AUFGABE » Fasse den Textauszug über Ohios Haushalt in zwei Sätzen zusammen.

Die Nachricht ist außergewöhnlich, weil in den vergangenen Monaten immer dann, wenn sich Rating-Agenturen Staatsfinanzen angeschaut haben, sofort der schockierende Begriff »Downgrade« im Raum stand. Ohio erlebt jetzt ein »Upgrade« und schwimmt damit gegen den Strom. Die gute Nachricht kam am Tag, nach dem Gouverneur John Kasich das Budget der Jahre 2012 und 2013 abgesegnet hatte. Es sieht einen ausgeglichenen Haushalt vor, reduziert Ausgaben dramatisch und schlachtet einige heilige Kühe. Vor allem die Beamtenschaft bekommt die Härte zu spüren. Der Republikaner Kasich argumentiert das trocken: »Wir haben zu viel Verwaltung und zu wenig Geld.« In einem eigenen Reformbuch beschreibt das Team um Gouverneur Kasich und Budgetdirektor Tim Keen die Vorgangsweise: »Mehr als ein Dutzend staatliche Dienste arbeiten nebeneinander, tun dieselben Dinge, ohne erkennbaren Nutzen für die Bürger.« Deshalb wird entrümpelt, veraltete, redundante zum Teil kontraproduktive Regelungen werden ersatzlos gestrichen.
Die Schulbürokratie wird gestrafft, »Schüler und nicht Bürokraten« sollen im Mittelpunkt stehen.

Extrahierte Einträge »
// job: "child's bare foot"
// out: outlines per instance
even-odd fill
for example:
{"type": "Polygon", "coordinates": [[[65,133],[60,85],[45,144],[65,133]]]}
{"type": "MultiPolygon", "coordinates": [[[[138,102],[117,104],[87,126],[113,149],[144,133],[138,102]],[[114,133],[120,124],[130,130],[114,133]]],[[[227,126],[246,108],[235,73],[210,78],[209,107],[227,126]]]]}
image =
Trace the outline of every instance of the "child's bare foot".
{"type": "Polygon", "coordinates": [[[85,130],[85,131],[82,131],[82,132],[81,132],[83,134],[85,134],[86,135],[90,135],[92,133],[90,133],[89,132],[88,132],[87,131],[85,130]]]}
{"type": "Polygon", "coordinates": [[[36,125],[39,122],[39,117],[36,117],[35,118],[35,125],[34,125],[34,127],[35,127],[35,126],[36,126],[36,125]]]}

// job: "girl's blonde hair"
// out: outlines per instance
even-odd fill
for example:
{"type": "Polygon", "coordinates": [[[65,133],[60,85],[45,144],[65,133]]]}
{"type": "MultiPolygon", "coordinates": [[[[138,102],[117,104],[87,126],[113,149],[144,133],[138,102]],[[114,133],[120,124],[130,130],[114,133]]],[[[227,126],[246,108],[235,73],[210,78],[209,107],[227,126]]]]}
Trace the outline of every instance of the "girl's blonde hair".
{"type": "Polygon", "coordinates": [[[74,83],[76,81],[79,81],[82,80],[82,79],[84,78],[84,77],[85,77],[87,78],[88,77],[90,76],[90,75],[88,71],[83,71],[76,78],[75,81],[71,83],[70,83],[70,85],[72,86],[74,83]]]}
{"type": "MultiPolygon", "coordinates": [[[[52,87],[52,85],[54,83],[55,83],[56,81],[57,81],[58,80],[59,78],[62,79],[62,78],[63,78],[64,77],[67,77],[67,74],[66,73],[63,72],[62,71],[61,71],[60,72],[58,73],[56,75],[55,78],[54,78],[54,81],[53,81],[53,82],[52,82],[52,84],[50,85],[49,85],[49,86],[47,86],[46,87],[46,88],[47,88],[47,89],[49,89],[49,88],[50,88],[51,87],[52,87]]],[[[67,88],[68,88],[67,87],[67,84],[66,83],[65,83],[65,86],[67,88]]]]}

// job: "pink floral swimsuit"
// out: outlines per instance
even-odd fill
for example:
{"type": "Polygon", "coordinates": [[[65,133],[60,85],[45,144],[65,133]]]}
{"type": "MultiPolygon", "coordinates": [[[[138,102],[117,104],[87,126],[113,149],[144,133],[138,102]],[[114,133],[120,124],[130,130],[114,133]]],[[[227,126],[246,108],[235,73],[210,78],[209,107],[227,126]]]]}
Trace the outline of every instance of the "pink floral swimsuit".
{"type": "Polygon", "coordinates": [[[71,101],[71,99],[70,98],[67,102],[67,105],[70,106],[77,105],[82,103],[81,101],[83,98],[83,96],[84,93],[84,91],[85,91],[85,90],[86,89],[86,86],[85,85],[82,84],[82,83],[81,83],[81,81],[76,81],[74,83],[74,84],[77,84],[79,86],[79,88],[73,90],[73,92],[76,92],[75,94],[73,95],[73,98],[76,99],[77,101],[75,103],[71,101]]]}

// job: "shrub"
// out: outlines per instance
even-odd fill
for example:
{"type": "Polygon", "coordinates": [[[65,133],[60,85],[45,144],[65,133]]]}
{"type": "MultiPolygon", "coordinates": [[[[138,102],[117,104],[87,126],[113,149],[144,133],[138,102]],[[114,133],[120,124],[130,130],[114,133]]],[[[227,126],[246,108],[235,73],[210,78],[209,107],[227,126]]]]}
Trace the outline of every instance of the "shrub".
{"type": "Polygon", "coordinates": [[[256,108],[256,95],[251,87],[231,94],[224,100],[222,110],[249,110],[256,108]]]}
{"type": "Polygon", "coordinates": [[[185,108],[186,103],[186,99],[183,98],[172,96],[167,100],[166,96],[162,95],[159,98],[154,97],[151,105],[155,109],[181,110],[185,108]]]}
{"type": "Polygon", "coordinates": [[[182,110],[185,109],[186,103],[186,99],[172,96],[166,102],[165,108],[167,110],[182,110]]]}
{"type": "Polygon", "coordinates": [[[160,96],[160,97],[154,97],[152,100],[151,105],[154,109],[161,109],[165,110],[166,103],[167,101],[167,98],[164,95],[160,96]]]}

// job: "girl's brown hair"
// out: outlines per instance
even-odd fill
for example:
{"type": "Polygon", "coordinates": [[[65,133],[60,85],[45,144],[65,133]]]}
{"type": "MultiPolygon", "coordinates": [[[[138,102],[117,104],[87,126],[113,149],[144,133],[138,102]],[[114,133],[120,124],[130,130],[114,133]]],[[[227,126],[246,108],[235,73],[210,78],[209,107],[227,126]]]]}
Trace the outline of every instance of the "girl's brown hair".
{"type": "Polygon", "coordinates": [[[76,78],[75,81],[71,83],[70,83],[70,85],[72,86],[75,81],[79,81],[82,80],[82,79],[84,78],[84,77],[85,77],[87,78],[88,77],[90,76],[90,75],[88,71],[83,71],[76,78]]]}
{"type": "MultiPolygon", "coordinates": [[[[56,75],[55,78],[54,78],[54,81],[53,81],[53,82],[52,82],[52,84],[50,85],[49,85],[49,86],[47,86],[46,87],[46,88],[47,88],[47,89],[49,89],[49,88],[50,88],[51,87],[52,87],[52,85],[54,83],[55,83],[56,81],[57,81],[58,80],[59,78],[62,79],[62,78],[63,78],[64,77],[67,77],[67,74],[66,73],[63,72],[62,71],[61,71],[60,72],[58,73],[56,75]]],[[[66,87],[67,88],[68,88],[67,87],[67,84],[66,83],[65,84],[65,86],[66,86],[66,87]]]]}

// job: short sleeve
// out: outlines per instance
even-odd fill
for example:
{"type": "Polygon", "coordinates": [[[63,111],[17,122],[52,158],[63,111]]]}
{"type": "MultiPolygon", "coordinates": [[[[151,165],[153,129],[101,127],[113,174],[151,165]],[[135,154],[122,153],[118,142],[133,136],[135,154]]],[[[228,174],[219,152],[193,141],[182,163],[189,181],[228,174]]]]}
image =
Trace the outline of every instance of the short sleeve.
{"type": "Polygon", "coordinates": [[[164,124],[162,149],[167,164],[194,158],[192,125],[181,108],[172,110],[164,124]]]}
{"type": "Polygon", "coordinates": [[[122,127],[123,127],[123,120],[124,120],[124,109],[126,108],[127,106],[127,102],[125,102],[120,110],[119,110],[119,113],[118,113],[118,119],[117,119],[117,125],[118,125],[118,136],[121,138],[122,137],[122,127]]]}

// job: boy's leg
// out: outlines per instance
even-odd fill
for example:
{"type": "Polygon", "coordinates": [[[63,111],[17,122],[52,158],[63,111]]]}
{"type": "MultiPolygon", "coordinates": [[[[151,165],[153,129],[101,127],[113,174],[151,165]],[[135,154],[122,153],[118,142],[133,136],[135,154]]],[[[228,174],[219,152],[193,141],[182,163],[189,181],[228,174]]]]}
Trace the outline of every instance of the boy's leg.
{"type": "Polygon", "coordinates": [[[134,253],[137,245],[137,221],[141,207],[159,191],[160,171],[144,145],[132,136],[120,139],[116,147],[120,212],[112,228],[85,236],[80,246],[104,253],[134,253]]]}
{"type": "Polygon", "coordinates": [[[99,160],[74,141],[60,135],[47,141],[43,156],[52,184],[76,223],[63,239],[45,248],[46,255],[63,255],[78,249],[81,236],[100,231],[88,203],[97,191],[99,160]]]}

LÖSUNG » Während bei der Prüfung von Staatsfinanzen durch Rating-Agenturen zuletzt stets von einem »Downgrade« die Rede war, erhielt Ohio ein »Upgrade«, und zwar einen Tag nachdem Gouverneur John Kasich das Budget für 2012 und 2013 abgesegnet hatte. Dieses Budget sieht einen ausgeglichenen Haushalt vor, kürzt die Ausgaben drastisch, trifft vor allem die Beamtenschaft, strafft die Schulbürokratie und streicht veraltete und redundante Regelungen ersatzlos.